The recording studio housed within Perkins School for the Blind's Library records and produces digital audio books—local titles for its main collection that are then shared with the National Library Service for the Blind and Physically Handicapped (NLS) and custom audio books for anything from a student’s math textbook to narration of Massachusetts Bay Transportation Authority (MBTA) documents, such as bus schedules, made readable for customers who are blind or otherwise print disabled.

==Services==
The library offers braille books to the residents of Massachusetts, Rhode Island, Maine, New Hampshire, and Vermont. The library provides Talking Books for Massachusetts and Rhode Island patrons. Although the library offers these services to the residents of other states, the residents must sign up for services through each state's individual regional library. The library also offers the use of the Newsline service (a service run by the National Federation of the Blind) as well as downloadable audio books to its Massachusetts patrons only.

The library offers museum passes to several local and regional museums. The museum passes are only available to Massachusetts residents as they are provided through funding by the Friends of Braille and Talking Book Library and not through federal funds.

The library advocates for braille literacy in part through its Braille Awareness Kits. These are kits of information including braille alphabet cards and braille books and are lent out to help spread the knowledge of braille.

==Administration==
The library is a branch library of the National Library Service for the Blind and Physically Handicapped and as such its title is the Massachusetts Regional Library. The library is subject to the rules and regulations governing all such bodies. The library resides on the campus of the Perkins School for the Blind which administers most capital and personnel concerns.

==Awards==

In 2012 Perkins Braille and Talking Book Library shared the Association for Specialized and Cooperative Library Agencies' ASCLA/KLAS/NOD Award for their work in providing services for library users with disabilities.

◆ RECORD EXTRACTS ◆
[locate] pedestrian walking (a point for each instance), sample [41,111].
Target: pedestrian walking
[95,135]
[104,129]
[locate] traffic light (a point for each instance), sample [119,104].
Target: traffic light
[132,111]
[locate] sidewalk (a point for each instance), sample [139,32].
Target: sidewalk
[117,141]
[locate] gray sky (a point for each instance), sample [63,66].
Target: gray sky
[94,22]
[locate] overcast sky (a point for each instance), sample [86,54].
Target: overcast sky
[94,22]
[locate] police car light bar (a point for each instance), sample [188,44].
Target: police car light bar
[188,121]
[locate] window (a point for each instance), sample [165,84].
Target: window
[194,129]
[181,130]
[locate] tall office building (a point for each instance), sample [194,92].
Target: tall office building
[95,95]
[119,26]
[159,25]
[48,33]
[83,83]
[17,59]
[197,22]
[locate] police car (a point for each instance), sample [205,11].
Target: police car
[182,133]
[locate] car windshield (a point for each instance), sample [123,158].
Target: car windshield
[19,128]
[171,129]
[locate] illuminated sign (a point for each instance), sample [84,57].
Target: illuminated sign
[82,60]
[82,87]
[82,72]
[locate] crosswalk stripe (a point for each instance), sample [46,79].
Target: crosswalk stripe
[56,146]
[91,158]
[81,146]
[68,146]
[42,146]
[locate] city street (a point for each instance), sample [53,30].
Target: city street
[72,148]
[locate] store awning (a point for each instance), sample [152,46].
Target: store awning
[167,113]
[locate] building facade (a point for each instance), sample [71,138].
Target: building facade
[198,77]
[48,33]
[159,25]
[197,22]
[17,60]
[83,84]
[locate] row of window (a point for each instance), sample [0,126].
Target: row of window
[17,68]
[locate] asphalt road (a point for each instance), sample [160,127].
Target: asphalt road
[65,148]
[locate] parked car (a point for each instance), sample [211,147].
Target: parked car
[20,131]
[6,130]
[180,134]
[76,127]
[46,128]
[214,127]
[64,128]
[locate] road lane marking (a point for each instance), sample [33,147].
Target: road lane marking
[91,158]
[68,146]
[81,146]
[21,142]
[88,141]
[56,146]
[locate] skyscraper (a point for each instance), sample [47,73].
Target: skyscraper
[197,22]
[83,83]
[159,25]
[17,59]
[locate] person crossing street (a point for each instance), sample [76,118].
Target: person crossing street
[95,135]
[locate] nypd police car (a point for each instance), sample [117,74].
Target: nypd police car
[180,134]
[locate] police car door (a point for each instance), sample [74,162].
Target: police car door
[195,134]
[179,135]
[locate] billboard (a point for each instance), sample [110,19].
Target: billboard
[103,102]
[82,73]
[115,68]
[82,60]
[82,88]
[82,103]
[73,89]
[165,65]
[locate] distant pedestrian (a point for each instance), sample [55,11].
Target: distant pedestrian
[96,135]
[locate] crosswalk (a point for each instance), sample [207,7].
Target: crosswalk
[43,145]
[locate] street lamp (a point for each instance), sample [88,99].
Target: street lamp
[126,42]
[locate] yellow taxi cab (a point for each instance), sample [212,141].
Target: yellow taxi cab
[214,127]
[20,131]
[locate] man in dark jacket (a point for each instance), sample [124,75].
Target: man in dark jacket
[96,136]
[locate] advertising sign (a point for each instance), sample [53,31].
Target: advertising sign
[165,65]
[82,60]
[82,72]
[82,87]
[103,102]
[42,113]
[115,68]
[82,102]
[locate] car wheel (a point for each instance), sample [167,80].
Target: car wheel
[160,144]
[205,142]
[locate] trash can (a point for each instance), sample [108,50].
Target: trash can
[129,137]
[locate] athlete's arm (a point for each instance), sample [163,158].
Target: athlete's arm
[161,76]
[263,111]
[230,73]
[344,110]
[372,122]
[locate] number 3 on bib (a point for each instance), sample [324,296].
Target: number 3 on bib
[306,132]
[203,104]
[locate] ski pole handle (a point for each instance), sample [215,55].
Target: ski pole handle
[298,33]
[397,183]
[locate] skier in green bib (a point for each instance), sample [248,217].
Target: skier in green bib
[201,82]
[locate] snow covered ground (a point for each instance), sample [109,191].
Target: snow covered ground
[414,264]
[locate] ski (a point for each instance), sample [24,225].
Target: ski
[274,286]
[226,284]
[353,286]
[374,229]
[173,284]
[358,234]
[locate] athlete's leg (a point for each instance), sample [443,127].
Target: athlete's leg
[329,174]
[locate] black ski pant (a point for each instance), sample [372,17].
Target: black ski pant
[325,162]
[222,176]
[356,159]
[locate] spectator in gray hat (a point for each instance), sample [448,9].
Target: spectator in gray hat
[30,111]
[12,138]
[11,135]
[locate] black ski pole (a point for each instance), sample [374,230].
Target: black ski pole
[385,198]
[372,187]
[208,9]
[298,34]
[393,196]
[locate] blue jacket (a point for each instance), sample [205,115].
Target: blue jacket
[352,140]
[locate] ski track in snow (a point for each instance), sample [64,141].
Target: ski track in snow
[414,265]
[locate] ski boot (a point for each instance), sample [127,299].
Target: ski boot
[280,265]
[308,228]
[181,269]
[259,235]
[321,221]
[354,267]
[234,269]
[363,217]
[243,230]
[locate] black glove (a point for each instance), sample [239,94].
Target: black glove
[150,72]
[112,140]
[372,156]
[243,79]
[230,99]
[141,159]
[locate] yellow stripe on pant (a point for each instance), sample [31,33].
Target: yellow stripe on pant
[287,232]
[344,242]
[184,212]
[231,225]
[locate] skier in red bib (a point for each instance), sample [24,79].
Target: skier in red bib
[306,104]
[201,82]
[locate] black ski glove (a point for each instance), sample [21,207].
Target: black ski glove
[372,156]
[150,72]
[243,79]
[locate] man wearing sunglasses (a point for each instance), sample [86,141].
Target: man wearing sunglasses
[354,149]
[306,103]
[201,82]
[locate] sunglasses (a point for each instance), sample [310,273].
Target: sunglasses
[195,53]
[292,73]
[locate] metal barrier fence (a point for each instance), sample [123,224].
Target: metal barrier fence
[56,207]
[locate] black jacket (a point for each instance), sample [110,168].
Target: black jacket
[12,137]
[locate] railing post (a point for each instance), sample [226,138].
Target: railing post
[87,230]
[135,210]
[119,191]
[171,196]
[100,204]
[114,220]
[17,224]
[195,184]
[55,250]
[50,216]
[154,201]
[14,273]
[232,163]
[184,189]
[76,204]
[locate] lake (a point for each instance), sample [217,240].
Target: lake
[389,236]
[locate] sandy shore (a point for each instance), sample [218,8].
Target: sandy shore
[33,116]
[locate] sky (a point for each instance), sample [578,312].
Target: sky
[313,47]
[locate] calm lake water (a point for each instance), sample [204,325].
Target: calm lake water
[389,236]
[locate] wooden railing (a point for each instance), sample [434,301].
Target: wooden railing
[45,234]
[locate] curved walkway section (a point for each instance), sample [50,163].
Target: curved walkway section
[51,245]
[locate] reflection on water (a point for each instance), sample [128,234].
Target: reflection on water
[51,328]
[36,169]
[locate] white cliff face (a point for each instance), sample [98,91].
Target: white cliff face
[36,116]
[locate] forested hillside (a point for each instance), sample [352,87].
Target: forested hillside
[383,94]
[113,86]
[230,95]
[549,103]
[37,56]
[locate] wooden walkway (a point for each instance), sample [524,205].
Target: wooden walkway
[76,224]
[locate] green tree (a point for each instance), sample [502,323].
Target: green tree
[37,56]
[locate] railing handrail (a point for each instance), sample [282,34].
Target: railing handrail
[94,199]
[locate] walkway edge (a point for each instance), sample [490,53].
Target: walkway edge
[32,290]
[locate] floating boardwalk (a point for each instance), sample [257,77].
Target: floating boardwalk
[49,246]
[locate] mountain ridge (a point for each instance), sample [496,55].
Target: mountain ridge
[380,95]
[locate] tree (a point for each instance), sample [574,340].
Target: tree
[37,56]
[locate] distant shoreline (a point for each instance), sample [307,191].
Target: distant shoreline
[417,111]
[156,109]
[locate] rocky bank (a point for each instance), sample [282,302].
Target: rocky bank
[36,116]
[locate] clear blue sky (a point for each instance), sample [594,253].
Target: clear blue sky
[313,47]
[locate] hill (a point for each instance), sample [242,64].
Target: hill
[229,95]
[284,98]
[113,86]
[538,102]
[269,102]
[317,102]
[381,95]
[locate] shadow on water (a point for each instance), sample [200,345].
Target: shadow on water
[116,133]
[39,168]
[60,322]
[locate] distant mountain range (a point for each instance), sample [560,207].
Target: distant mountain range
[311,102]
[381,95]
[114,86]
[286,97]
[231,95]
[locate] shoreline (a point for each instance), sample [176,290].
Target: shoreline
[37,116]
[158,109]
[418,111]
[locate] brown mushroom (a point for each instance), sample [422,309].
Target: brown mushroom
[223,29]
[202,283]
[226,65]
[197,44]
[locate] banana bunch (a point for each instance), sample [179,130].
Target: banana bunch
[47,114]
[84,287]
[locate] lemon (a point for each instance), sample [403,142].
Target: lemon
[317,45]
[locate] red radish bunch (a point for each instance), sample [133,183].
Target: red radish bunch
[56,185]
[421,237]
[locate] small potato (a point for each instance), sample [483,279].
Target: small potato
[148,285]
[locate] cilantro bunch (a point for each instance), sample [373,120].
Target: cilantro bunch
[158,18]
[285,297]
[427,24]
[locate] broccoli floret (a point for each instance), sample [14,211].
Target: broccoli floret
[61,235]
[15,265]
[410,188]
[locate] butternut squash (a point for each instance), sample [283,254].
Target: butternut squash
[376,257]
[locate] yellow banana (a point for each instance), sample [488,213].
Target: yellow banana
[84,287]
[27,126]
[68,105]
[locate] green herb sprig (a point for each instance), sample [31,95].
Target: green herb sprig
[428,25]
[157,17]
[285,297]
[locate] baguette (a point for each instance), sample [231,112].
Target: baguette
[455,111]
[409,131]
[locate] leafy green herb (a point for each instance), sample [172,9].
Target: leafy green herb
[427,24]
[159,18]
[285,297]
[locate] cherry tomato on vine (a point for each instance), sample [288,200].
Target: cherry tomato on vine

◆ EXERCISE GOAL ◆
Translate this sentence from the passage on the Perkins library into Spanish: "The museum passes are only available to Massachusetts residents as they are provided through funding by the Friends of Braille and Talking Book Library and not through federal funds."

◆ FINISHED EXERCISE ◆
Los pases para museos solo están disponibles para los residentes de Massachusetts, ya que se proporcionan mediante fondos de Friends of Braille and Talking Book Library y no mediante fondos federales.